Data for this task.
*****

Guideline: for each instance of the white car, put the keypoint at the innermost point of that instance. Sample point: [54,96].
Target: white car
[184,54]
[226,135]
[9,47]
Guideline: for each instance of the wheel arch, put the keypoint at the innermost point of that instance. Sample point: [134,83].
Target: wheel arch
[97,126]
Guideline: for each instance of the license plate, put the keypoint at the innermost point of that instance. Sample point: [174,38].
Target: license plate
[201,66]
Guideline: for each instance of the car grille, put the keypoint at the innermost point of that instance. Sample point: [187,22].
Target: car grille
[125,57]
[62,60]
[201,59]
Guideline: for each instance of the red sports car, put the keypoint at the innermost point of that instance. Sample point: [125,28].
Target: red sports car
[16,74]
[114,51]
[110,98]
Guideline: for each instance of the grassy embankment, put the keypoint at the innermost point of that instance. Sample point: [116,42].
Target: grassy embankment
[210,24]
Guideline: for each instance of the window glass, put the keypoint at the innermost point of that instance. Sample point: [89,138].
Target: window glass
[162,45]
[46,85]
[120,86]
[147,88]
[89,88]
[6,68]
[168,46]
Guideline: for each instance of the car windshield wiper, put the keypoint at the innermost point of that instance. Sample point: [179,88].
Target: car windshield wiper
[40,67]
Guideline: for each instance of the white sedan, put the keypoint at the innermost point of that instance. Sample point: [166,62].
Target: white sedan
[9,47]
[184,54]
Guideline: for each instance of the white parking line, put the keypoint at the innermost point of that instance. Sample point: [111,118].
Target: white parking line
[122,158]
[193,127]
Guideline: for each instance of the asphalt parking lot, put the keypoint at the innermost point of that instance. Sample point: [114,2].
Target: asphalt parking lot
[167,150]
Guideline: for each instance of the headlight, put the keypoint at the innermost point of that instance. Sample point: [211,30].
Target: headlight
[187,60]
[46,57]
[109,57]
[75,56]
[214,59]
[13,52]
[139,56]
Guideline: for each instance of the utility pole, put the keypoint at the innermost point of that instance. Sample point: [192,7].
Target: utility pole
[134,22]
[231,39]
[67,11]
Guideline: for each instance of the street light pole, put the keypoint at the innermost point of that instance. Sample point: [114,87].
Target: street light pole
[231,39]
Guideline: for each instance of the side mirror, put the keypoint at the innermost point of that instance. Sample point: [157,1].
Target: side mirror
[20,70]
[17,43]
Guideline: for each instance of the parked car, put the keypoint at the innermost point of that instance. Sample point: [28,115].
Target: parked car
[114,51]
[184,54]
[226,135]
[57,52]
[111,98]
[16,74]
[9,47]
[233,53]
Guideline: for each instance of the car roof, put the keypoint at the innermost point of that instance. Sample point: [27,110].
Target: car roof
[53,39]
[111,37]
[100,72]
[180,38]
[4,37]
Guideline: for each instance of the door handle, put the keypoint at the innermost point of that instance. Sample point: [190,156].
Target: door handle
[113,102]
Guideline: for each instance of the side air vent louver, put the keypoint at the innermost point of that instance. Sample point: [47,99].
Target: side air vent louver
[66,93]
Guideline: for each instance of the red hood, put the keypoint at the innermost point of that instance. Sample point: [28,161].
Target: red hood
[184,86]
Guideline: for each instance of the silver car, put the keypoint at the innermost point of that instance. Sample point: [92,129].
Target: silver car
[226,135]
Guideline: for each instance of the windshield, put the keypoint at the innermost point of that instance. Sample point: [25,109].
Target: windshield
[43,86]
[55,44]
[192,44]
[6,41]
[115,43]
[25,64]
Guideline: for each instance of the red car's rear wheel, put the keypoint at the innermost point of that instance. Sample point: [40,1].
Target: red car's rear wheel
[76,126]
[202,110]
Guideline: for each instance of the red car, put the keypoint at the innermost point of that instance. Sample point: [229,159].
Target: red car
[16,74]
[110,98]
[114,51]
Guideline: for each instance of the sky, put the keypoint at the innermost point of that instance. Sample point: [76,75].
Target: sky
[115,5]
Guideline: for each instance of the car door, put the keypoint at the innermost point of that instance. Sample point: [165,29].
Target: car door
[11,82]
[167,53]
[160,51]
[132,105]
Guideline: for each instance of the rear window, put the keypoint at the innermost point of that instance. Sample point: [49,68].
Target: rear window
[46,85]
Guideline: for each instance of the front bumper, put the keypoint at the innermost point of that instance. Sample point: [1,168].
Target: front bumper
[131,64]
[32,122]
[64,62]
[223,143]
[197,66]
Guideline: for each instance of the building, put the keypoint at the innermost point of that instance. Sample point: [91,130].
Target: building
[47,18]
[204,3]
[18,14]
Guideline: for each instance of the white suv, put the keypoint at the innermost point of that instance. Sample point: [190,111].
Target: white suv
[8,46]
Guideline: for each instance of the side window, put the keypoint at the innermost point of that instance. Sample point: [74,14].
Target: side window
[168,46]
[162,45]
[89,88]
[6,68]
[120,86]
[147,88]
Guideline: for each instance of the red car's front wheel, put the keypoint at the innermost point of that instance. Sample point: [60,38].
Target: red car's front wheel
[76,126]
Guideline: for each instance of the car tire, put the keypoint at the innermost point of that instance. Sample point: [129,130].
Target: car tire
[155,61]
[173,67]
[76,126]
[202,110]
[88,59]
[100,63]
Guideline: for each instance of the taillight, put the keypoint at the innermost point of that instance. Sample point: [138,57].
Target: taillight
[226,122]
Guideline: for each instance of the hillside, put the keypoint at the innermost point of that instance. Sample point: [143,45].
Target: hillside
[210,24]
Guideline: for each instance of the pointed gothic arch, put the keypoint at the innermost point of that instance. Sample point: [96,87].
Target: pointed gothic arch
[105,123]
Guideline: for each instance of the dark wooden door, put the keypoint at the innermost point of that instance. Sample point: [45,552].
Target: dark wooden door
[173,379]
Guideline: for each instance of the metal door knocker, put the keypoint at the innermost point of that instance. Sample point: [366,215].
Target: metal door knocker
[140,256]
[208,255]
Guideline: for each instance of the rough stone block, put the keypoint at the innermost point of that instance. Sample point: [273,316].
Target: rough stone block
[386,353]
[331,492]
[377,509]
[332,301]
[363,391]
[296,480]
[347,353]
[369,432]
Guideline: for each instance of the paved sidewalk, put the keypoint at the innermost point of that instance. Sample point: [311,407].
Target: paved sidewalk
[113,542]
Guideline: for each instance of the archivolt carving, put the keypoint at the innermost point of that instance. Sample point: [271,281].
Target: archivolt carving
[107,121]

*****

What you are asked to do. Swap every occurrence of "innermost point" in the records above for "central point", and leave everything else unchanged.

The solution.
Guideline: for each instance of the white car, put the keypoint at the central point of that instance. Sample point: [54,96].
Target: white car
[184,54]
[226,135]
[9,47]
Guideline: for each instance of the wheel arch, put the keypoint at the central point of that instance. Sample point: [134,83].
Target: wheel arch
[97,126]
Guideline: for each instance of the license plate, put the keypoint at the central point of that instance. Sample point: [174,38].
Target: license plate
[201,66]
Guideline: for each instance of the car grille, put the keypoint at the central point of that instance. Sample point: [187,22].
Target: car grille
[125,57]
[62,60]
[201,59]
Guideline: for each instance of the red sports car, put the keypoint at the central point of that instance. Sample point: [125,28].
Target: red sports car
[16,74]
[114,51]
[110,98]
Guideline: for each instance of the grassy embankment, put the keypoint at the central point of that instance. Sample point: [116,42].
Target: grassy embankment
[210,24]
Guideline: for each instance of the window glass, put the keypoint at the central point of that instance. Sample point: [89,138].
Target: window glass
[162,45]
[46,85]
[120,86]
[147,88]
[89,88]
[6,68]
[168,46]
Guideline: for each instance of the car windshield wiper, put the keypoint at the central point of that instance. Sample point: [179,88].
Target: car windshield wiper
[40,67]
Guideline: for each instance of the white sedan, put the keypoint at the central point of that instance. Sample point: [166,62].
Target: white sedan
[9,47]
[184,54]
Guideline: for each instance of the white parking line, put the keypoint at the central point of that instance. Sample point: [111,118].
Target: white parking line
[122,158]
[193,127]
Guideline: for each instance of the asphalt parking lot, put the keypoint at the central point of that instance. Sample point: [114,2].
Target: asphalt parking lot
[167,150]
Guideline: for each instance of the headlight, put the keypoint at the central point of that instance. Sample point: [211,30].
Target: headlight
[187,60]
[46,57]
[109,57]
[75,56]
[214,59]
[13,52]
[139,56]
Guideline: for each instance of the utility pole, put the keypoint at the central point of that instance. Sample point: [192,7].
Target: utility pole
[134,22]
[231,39]
[67,11]
Guideline: for each instance of the street light pole, put the keypoint at the central point of that instance. Sample point: [114,87].
Target: street light pole
[231,39]
Guideline: for each instance of the side mirror, put the keypoint at the central point of that instance. Sample point: [157,1].
Target: side mirror
[20,70]
[17,43]
Guideline: for each instance of the parked car, put the keypoint at the central point of that instance. Sample point: [28,115].
Target: parked car
[114,51]
[184,54]
[226,135]
[57,52]
[111,98]
[16,74]
[9,47]
[233,53]
Guideline: for each instance of the car roof, put the keypoint at the central point of that instance. Sample point: [27,110].
Target: car roof
[53,39]
[111,37]
[100,72]
[180,38]
[4,37]
Guideline: for each instance of the door handle, put the keypoint at the central point of that instance. Sample point: [190,156].
Target: door handle
[113,102]
Guideline: for each instance of the side air vent louver, put the keypoint at the central point of that instance. Sample point: [47,99].
Target: side air vent louver
[66,93]
Guideline: for each instance of the red hood, put the keypoint at the central point of that instance. Sample point: [28,161].
Target: red hood
[184,86]
Guideline: for each instance of the silver car, put the keypoint at the central point of that instance. Sample point: [92,129].
Target: silver car
[226,135]
Guideline: for each instance of the windshield, put the keypoint at the central point of that instance. Sample point: [25,109].
Target: windshield
[43,86]
[55,44]
[192,44]
[6,41]
[115,43]
[25,64]
Guideline: for each instance of the red car's rear wheel, put the keypoint at the central point of that instance. Sample point: [40,1].
Target: red car's rear wheel
[76,126]
[202,110]
Guideline: for each instance of the red car, put the keypoint at the central point of that instance. Sample point: [229,159].
Target: red car
[16,74]
[110,98]
[114,51]
Guideline: for each instance of the sky, put the keypoint at the central point of that instance. Sample point: [76,75].
Target: sky
[115,5]
Guideline: for each instance of the car door, put the keypoint at the central point of that instance. Sample point: [165,29].
Target: car door
[11,82]
[167,53]
[160,51]
[132,105]
Guideline: for each instance of the rear window, put the keypoint at the central point of that instance. Sample point: [49,68].
Target: rear window
[46,85]
Guideline: for each instance of the front bumper, put the keypoint at the central point of that instance. Sample point: [1,168].
Target: front bumper
[131,64]
[32,122]
[64,62]
[223,143]
[197,66]
Guideline: for each instance of the building, put the keypoint at the central point of that instance. Sample point: [91,130].
Target: building
[47,18]
[204,3]
[18,14]
Guideline: for each instance of the white suv, put the keypoint at the central point of that instance. Sample point: [190,111].
Target: white suv
[8,46]
Guideline: for each instance of the side window, put the keypoint at the central point of that instance. Sample point: [74,14].
Target: side window
[168,46]
[162,45]
[89,88]
[6,68]
[120,86]
[147,88]
Guideline: for each instance of the red car's front wheel, put the keypoint at the central point of that instance. Sample point: [60,38].
Target: red car's front wheel
[76,126]
Guideline: for each instance of the car tire, put the keypoint at the central point of that instance. Sample point: [129,130].
Target: car tire
[155,61]
[173,67]
[76,126]
[202,110]
[88,59]
[100,63]
Guideline: for each instance of the taillight, put the keypoint at the central point of that instance. Sample point: [138,57].
Target: taillight
[226,122]
Guideline: for each instance of the hillside, put the keypoint at the central point of that instance. Sample point: [143,45].
Target: hillside
[210,24]
Guideline: for each instance of the pointed gothic arch, put the keypoint at the central point of that instance. Sample point: [96,87].
Target: pointed gothic arch
[105,123]
Guideline: for each instance of the dark wooden door, put the keypoint at the central point of that instance. Sample point: [45,552].
Target: dark wooden door
[173,379]
Guideline: for each instance of the metal door knocker, put the keypoint at the central point of that instance. Sample point: [366,215].
Target: metal door knocker
[140,256]
[208,255]
Guideline: for each instance of the rough stone block, put the keypoint at the central point of that instance. Sample point: [273,316].
Target: rough stone block
[386,353]
[331,492]
[377,509]
[332,301]
[363,391]
[296,480]
[347,353]
[369,432]
Guideline: for each instance of the paved sidewalk, put the keypoint at the central point of that instance. Sample point: [311,407].
Target: paved sidewalk
[113,542]
Guideline: for each instance of the archivolt carving, put the keypoint at the central point of that instance. Sample point: [271,281].
Target: archivolt carving
[107,121]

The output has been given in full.